━━━━━ EXERCISE INPUTS ━━━━━

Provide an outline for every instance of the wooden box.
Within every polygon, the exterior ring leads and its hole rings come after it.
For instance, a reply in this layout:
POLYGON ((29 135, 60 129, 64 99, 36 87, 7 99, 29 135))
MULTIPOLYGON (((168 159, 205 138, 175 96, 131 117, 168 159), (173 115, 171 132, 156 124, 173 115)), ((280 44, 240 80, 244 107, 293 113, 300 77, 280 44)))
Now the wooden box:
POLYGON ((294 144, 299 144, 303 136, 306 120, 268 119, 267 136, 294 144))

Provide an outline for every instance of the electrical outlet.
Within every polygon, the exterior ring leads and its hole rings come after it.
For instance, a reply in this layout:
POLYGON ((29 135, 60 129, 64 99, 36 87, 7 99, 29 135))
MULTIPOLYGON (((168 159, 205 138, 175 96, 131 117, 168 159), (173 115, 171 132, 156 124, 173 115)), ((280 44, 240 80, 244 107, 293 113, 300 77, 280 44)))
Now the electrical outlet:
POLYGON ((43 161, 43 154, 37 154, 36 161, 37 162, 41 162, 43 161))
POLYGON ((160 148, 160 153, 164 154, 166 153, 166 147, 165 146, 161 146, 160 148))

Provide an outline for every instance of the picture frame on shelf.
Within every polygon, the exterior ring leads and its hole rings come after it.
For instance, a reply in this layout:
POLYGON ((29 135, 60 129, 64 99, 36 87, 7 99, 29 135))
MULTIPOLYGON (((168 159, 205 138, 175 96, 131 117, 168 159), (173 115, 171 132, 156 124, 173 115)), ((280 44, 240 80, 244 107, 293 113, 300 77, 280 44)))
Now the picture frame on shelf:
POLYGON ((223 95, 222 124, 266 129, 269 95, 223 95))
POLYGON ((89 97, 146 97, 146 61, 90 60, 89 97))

━━━━━

▸ **WHAT TO WORK ON**
Could you return the entire listing above verbatim, every line unchanged and in its original order?

▸ **RESPONSE TO THE TASK**
Provide an outline for every instance of the wooden box.
Within every polygon, the exterior ring leads and its hole rings come after it.
For instance, a reply in this layout:
POLYGON ((29 135, 60 129, 64 99, 36 87, 7 99, 29 135))
MULTIPOLYGON (((168 159, 205 138, 175 96, 131 117, 168 159), (173 115, 171 132, 156 124, 173 115)), ((280 44, 240 80, 244 107, 293 113, 300 77, 280 44)))
Now the wooden box:
POLYGON ((294 144, 299 144, 303 136, 306 120, 268 119, 267 136, 294 144))

Provide an outline for every instance of the electrical outlet.
Within every polygon, the exterior ring leads and its hole rings come after it.
For instance, a reply in this layout:
POLYGON ((29 135, 60 129, 64 99, 36 87, 7 99, 29 135))
MULTIPOLYGON (((168 159, 205 138, 175 96, 131 117, 168 159), (173 115, 171 132, 156 124, 173 115)), ((280 44, 240 80, 244 107, 293 113, 300 77, 280 44)))
Now the electrical outlet:
POLYGON ((43 161, 43 154, 37 154, 36 161, 37 162, 41 162, 43 161))
POLYGON ((160 148, 160 153, 164 154, 166 153, 166 147, 165 146, 161 146, 160 148))

Provide an outline for every instance of the picture frame on shelf.
Within every polygon, the exterior ring leads and its hole rings come after it.
For instance, a reply in this layout:
POLYGON ((29 135, 60 129, 64 99, 36 87, 7 99, 29 135))
MULTIPOLYGON (((168 159, 205 138, 175 96, 131 117, 168 159), (173 115, 171 132, 156 124, 173 115)), ((280 44, 240 80, 244 107, 293 113, 300 77, 280 44)))
Now the picture frame on shelf:
POLYGON ((223 95, 222 124, 266 129, 269 95, 223 95))
POLYGON ((89 97, 146 97, 146 61, 90 60, 89 97))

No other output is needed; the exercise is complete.